**TEXTE FOURNI**
"""

À la célébration relativement hiératique de l’éternel tabou civilisateur11, le dispositif scénique efficace et simple d’Emmanuel Clolus savamment éclairé par Éric Champoux, offre un temple idéal où sont scénographiés jusqu’aux surtitres (pour ce qui est des vernaculaires, ceux en langue anglaise s’affichant de manière classique dessus le cadre de scène). Dans cet inflexible glissement de parois sombres et hautes, d’aspect tour à tour minéral et métallique, que vient à peine rehausser un rocher d’argile à la fatidique croisée des trois chemins et l’impalpable cercle à traverser – celui des apparitions, de la naissance, du temps, de la magie et de ses énigmes –, évoluent l’excellent Chœur de l’Opéra national de Paris, préparé par Ching-Lien Wu, et une quinzaine de protagonistes tous soigneusement distribués.

"""

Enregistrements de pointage
"""

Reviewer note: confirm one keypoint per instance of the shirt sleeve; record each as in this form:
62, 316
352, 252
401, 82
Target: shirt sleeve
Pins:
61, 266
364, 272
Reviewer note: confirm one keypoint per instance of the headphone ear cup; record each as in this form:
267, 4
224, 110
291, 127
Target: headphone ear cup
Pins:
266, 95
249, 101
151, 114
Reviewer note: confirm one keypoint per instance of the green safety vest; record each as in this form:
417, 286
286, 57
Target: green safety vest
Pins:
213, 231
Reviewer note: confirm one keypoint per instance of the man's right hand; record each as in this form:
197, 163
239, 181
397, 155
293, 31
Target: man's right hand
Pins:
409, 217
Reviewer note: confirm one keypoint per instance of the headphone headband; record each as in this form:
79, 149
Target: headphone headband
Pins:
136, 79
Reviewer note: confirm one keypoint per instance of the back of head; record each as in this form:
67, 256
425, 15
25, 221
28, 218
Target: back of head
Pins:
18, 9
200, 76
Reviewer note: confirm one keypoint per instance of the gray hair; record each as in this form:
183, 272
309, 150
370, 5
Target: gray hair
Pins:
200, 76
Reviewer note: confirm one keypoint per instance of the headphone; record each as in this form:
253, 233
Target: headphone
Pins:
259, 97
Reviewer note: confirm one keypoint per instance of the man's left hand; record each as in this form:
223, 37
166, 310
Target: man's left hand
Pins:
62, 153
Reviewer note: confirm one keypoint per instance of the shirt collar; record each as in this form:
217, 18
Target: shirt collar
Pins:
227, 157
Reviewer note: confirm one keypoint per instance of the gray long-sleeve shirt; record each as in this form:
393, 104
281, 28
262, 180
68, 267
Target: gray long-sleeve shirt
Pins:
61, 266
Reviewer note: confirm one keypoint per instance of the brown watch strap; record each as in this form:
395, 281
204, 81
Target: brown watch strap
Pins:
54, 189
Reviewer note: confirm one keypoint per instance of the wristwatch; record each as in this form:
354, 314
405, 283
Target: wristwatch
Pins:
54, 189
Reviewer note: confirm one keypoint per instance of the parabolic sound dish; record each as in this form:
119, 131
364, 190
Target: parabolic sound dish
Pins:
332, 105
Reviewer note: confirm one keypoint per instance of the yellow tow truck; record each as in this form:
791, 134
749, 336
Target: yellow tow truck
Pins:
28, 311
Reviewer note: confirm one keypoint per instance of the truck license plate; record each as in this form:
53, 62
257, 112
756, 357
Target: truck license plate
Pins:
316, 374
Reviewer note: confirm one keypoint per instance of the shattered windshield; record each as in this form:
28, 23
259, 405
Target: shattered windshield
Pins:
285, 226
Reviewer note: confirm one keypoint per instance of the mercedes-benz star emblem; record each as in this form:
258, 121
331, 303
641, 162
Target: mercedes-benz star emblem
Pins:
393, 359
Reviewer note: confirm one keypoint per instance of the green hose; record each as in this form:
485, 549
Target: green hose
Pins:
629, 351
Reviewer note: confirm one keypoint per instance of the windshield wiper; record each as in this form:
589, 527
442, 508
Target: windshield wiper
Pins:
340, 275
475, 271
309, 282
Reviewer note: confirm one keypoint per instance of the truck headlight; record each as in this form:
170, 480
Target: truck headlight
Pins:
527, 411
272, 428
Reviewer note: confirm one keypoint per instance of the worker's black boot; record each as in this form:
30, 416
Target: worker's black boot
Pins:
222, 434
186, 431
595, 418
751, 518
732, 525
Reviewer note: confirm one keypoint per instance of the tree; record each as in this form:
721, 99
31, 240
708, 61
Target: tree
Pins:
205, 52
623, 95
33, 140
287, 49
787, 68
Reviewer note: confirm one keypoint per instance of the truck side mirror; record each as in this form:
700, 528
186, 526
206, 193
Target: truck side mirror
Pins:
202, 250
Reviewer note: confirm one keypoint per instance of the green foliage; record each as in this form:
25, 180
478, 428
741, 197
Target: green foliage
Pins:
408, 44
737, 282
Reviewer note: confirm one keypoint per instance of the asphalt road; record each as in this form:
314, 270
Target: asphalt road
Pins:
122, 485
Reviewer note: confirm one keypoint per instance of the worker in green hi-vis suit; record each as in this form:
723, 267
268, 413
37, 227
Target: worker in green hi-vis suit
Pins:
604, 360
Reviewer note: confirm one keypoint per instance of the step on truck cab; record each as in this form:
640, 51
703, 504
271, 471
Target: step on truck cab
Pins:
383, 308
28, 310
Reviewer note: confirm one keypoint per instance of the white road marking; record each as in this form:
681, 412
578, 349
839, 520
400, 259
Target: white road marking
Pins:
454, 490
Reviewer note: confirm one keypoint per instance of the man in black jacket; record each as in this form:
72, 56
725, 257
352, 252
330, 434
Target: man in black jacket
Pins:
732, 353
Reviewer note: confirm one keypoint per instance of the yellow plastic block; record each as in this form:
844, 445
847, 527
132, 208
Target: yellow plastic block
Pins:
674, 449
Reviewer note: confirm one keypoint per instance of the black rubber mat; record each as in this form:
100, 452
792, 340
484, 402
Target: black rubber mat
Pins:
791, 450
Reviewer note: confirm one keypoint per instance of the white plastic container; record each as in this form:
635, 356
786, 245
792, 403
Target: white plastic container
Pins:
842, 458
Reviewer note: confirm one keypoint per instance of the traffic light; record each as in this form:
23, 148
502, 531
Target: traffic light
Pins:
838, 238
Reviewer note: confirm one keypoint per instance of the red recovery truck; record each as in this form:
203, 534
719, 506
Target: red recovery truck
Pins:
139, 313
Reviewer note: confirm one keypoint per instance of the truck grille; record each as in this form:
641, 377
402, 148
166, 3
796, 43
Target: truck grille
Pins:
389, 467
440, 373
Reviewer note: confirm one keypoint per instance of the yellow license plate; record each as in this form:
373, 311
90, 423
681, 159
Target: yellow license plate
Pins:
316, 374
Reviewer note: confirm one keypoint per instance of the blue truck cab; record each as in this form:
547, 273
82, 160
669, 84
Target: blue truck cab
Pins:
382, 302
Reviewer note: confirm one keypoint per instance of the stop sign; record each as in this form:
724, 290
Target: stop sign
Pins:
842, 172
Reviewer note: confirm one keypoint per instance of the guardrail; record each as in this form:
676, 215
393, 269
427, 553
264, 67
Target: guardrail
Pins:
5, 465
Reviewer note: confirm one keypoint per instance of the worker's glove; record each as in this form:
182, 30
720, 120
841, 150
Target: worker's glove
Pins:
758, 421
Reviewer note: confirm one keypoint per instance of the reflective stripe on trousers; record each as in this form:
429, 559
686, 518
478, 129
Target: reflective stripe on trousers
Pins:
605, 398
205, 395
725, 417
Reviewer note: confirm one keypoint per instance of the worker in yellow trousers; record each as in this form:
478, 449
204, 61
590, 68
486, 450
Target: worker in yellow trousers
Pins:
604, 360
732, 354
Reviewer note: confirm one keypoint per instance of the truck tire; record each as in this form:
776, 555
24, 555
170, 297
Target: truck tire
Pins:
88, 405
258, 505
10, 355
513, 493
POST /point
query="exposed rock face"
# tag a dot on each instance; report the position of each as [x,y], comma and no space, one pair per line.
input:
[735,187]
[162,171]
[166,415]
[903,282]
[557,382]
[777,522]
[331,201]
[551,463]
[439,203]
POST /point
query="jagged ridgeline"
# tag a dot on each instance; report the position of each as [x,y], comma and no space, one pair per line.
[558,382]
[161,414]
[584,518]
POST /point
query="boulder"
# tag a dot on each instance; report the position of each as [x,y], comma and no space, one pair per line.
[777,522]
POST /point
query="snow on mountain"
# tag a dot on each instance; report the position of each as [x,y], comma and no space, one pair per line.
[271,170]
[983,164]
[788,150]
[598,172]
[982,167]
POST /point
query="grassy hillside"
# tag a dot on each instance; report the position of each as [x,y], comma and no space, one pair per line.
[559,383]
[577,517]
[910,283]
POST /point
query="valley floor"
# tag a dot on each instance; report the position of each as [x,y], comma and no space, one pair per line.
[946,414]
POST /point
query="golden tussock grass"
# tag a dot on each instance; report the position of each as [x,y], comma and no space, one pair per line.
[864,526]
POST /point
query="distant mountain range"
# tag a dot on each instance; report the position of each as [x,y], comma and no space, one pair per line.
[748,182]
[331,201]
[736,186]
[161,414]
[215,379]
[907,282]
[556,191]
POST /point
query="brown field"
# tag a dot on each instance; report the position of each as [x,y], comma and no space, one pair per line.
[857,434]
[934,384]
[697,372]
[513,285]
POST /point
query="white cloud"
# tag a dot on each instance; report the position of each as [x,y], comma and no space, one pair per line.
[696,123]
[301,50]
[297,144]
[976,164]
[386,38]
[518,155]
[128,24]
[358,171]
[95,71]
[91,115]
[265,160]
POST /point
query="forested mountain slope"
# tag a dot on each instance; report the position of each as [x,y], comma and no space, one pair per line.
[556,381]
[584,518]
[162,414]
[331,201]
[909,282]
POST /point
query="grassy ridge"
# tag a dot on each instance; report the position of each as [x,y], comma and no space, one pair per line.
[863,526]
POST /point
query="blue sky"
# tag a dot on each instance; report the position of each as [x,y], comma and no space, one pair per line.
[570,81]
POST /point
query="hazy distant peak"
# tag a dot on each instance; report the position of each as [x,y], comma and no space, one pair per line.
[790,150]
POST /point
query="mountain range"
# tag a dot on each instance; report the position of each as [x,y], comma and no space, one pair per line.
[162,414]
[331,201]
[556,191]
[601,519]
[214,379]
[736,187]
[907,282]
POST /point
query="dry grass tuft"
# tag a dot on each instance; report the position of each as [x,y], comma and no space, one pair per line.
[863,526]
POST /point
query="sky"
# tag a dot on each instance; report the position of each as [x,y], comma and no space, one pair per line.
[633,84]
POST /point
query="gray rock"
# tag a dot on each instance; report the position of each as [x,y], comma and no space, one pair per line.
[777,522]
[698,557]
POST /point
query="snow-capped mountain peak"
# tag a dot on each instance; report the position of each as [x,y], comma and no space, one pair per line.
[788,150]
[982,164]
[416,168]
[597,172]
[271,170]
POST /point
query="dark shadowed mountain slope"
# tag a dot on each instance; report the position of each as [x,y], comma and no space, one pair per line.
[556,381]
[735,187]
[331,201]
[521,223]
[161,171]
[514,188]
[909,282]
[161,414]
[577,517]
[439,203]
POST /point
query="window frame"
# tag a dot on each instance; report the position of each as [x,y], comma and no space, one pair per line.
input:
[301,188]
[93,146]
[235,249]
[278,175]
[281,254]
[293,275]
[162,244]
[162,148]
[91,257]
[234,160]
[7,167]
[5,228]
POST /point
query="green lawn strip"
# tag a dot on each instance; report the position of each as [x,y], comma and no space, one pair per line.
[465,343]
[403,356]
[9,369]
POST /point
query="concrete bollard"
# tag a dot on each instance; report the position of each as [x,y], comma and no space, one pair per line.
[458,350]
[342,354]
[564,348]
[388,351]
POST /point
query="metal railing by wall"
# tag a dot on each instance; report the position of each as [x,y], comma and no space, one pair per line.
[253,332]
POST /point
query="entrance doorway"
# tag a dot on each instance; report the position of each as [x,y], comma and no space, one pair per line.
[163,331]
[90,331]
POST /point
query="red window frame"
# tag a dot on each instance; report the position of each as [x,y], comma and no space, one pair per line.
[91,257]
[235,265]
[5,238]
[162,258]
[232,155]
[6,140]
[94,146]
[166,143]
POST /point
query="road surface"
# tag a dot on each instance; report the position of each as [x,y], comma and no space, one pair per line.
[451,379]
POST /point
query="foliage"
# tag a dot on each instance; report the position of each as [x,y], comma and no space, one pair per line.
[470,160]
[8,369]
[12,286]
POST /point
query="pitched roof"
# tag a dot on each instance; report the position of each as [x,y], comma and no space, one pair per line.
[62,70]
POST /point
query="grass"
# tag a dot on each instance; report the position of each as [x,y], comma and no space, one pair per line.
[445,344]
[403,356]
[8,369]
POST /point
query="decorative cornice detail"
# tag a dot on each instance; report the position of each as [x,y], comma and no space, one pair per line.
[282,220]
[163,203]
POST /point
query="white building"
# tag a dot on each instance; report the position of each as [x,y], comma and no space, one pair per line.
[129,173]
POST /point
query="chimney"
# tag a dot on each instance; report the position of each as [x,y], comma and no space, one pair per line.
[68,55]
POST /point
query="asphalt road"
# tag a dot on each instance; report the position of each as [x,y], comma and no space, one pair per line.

"""

**CONSIGNE**
Restituez à l'identique le passage du texte fourni allant de « À la célébration » à « tous soigneusement distribués. », bornes comprises. Ces enregistrements forment un matériau distinct du texte fourni.

**SORTIE COMPLÈTE**
À la célébration relativement hiératique de l’éternel tabou civilisateur11, le dispositif scénique efficace et simple d’Emmanuel Clolus savamment éclairé par Éric Champoux, offre un temple idéal où sont scénographiés jusqu’aux surtitres (pour ce qui est des vernaculaires, ceux en langue anglaise s’affichant de manière classique dessus le cadre de scène). Dans cet inflexible glissement de parois sombres et hautes, d’aspect tour à tour minéral et métallique, que vient à peine rehausser un rocher d’argile à la fatidique croisée des trois chemins et l’impalpable cercle à traverser – celui des apparitions, de la naissance, du temps, de la magie et de ses énigmes –, évoluent l’excellent Chœur de l’Opéra national de Paris, préparé par Ching-Lien Wu, et une quinzaine de protagonistes tous soigneusement distribués.